Everything from the line containing "the dark cap" to the final line of the records below should be given again exactly, and nothing else.

((

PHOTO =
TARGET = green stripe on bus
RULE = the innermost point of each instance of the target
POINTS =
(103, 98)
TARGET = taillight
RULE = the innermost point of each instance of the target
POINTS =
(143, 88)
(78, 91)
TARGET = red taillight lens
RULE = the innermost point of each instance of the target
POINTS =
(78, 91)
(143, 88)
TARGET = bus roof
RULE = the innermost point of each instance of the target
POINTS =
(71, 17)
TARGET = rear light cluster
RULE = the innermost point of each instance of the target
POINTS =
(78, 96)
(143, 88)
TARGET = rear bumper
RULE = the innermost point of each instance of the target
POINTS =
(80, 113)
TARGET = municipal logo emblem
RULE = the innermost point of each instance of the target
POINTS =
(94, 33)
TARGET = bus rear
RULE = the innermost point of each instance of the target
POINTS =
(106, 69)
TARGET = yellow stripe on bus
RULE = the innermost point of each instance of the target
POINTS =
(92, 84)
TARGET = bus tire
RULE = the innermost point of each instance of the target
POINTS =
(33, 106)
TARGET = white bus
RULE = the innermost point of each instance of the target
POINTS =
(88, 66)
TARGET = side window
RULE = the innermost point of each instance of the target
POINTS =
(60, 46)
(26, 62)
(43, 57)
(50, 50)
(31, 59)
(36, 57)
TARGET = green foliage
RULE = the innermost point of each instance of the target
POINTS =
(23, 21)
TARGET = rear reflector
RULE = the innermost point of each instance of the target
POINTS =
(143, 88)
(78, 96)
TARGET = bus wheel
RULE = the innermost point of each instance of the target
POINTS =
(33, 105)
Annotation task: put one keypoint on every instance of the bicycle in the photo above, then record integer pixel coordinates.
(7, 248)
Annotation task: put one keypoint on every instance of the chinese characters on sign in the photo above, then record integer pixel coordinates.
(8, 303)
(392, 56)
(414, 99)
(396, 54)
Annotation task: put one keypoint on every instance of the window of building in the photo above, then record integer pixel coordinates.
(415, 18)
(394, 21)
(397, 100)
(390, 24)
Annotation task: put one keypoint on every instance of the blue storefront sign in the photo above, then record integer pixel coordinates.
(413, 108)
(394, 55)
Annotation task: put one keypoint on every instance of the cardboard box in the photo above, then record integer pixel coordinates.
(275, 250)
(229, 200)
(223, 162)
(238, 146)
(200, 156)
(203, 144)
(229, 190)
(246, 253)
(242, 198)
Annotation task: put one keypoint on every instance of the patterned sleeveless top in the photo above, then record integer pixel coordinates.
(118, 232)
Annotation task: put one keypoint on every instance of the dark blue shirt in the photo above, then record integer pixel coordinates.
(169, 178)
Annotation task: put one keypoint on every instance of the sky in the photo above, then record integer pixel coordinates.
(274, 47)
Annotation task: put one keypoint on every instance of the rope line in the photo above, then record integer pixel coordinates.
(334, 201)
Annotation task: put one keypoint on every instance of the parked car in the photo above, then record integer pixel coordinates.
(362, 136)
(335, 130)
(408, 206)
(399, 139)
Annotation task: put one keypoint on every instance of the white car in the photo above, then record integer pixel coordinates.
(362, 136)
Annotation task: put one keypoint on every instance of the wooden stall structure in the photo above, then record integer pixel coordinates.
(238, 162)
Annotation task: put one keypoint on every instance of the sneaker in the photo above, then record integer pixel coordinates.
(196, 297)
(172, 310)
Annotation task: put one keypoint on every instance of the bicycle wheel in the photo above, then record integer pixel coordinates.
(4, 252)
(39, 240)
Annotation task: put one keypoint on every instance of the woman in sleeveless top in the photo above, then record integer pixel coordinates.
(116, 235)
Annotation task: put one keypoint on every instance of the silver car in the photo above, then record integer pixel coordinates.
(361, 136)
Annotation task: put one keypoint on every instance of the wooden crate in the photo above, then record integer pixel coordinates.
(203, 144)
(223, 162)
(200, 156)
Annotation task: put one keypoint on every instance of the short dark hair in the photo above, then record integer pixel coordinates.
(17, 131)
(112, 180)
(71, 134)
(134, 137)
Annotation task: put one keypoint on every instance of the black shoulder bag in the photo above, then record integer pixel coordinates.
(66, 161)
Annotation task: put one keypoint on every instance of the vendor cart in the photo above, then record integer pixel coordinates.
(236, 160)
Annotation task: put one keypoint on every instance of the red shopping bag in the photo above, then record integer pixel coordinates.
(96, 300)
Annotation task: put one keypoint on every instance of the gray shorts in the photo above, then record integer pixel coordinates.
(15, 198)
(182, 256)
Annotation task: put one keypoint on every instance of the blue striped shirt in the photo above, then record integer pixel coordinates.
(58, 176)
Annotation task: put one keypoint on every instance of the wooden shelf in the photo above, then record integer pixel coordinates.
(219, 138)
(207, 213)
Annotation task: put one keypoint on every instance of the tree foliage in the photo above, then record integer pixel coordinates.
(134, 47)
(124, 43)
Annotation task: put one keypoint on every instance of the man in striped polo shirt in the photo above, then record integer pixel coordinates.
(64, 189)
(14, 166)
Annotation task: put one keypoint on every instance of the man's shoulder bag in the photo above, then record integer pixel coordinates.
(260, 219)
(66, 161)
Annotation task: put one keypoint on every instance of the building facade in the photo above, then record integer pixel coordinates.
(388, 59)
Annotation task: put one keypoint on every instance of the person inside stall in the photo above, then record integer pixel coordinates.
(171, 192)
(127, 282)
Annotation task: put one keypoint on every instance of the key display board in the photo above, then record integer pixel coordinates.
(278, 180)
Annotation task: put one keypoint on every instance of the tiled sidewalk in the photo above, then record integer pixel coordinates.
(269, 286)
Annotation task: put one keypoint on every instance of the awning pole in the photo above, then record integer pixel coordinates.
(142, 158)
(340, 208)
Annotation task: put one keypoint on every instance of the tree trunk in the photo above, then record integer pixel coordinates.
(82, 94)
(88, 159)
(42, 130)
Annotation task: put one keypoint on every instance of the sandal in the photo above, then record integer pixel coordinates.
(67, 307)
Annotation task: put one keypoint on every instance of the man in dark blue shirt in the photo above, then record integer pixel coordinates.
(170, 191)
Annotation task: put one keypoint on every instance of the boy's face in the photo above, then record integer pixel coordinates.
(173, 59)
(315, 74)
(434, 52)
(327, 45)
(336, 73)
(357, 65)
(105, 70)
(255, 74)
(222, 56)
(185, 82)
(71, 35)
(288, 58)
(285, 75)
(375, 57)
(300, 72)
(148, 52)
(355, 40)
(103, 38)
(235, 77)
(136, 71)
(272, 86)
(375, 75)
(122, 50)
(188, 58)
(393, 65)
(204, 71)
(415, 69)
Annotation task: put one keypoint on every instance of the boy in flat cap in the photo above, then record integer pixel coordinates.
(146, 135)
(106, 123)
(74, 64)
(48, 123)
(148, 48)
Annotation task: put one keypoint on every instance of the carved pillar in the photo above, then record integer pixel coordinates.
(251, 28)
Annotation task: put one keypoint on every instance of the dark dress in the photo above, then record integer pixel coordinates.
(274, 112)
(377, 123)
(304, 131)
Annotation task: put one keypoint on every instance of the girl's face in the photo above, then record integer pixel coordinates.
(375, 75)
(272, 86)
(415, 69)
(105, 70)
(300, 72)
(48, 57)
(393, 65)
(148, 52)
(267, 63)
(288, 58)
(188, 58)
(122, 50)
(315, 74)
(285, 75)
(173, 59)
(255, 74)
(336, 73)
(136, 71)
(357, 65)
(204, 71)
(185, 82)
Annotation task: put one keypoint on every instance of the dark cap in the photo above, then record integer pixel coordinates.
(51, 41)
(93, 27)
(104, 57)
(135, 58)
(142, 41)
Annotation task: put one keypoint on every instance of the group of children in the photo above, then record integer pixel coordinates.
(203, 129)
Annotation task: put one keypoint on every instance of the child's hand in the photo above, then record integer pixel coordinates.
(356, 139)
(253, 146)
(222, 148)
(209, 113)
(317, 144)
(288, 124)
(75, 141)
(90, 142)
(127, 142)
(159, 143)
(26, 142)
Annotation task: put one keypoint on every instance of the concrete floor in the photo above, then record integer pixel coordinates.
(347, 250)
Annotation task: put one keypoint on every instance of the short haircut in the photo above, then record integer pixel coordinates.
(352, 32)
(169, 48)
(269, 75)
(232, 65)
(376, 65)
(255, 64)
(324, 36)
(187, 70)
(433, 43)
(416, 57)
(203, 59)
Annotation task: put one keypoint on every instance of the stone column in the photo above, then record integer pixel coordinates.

))

- CORRECT ANSWER:
Annotation task: put one keypoint on every instance of the dark cap in the photo above, then record integer pixel coordinates.
(51, 41)
(93, 27)
(104, 57)
(135, 58)
(142, 41)
Annotation task: put one keypoint on every instance of the group of children in the photo above, then record integer pixel coordinates.
(203, 129)
Annotation task: put one keypoint on every instance of the child's hand in the photo above, then record integer pixel coordinates.
(356, 139)
(253, 146)
(222, 148)
(209, 113)
(317, 144)
(288, 124)
(75, 141)
(90, 142)
(127, 142)
(159, 143)
(26, 142)
Annotation task: put one keypoint on every instance of the concrete floor in the photo above, then record integer pixel coordinates.
(347, 250)
Annotation task: put one keypoint on every instance of the short haircut in the photo above, then record integer pixel coordinates.
(352, 32)
(169, 48)
(269, 75)
(232, 65)
(376, 65)
(255, 64)
(324, 36)
(187, 70)
(433, 43)
(416, 57)
(203, 59)
Annotation task: put one keypoint on every instance of the stone column in the photo above, then record integer pixel coordinates.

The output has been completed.